● WHAT THIS EXERCISE ASKS:
a. In the High-Access Employees problem, rewrite the passage between "Access times at the" and "order you want.", inclusive, replacing "start and end of the day" with "beginning and end of the day".
b. Answer these questions from the High-Access Employees problem:
(i) In what format is an access time written?
(ii) How many accesses within a one-hour period make an employee high-access?
(iii) What is the output in Example 1?

● EXTRACT:
2933

2933. High-Access Employees (Medium)

You are given a 2D 0-indexed array of strings, access_times, with size n. For each i where 0 <= i <= n - 1, access_times[i][0] represents the name of an employee, and access_times[i][1] represents the access time of that employee. All entries in access_times are within the same day.

The access time is represented as four digits using a 24-hour time format, for example, "0800" or "2250".

An employee is said to be high-access if he has accessed the system three or more times within a one-hour period.

Times with exactly one hour of difference are not considered part of the same one-hour period. For example, "0815" and "0915" are not part of the same one-hour period.

Access times at the start and end of the day are not counted within the same one-hour period. For example, "0005" and "2350" are not part of the same one-hour period.

Return a list that contains the names of high-access employees with any order you want.

 

Example 1:

Input: access_times = [["a","0549"],["b","0457"],["a","0532"],["a","0621"],["b","0540"]]
Output: ["a"]
Explanation: "a" has three access times in the one-hour period of [05:32, 06:31] which are 05:32, 05:49, and 06:21.
But "b" does not have more than two access times at all.
So the answer is ["a"].

● DATA SHOWN:
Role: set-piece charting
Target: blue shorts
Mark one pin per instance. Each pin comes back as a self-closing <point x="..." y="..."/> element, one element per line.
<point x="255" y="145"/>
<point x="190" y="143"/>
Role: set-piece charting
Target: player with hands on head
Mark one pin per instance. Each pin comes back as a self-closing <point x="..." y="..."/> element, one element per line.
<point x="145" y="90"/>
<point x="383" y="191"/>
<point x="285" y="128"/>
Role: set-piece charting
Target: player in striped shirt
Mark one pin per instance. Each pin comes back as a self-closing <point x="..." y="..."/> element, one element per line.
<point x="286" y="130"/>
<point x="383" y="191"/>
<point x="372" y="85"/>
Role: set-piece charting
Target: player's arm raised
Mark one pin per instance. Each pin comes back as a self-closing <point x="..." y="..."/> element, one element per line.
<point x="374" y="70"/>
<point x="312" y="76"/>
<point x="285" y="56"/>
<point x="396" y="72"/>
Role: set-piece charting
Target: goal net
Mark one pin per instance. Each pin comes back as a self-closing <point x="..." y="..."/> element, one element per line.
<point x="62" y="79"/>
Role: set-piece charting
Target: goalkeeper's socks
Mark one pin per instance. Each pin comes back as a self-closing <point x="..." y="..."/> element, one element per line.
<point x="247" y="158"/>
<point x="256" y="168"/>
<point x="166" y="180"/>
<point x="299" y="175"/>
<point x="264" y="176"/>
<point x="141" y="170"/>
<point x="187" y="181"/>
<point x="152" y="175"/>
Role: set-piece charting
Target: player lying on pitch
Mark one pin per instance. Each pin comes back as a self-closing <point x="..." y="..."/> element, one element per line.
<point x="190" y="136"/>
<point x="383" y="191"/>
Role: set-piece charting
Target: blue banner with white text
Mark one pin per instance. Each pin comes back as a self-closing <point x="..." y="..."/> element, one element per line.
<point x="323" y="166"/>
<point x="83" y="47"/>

● TASK RESULTS:
a.
Access times at the beginning and end of the day are not counted within the same one-hour period. For example, "0005" and "2350" are not part of the same one-hour period.

Return a list that contains the names of high-access employees with any order you want.

b.
(i) As four digits in 24-hour time format, for example "0800" or "2250".
(ii) Three or more.
(iii) ["a"]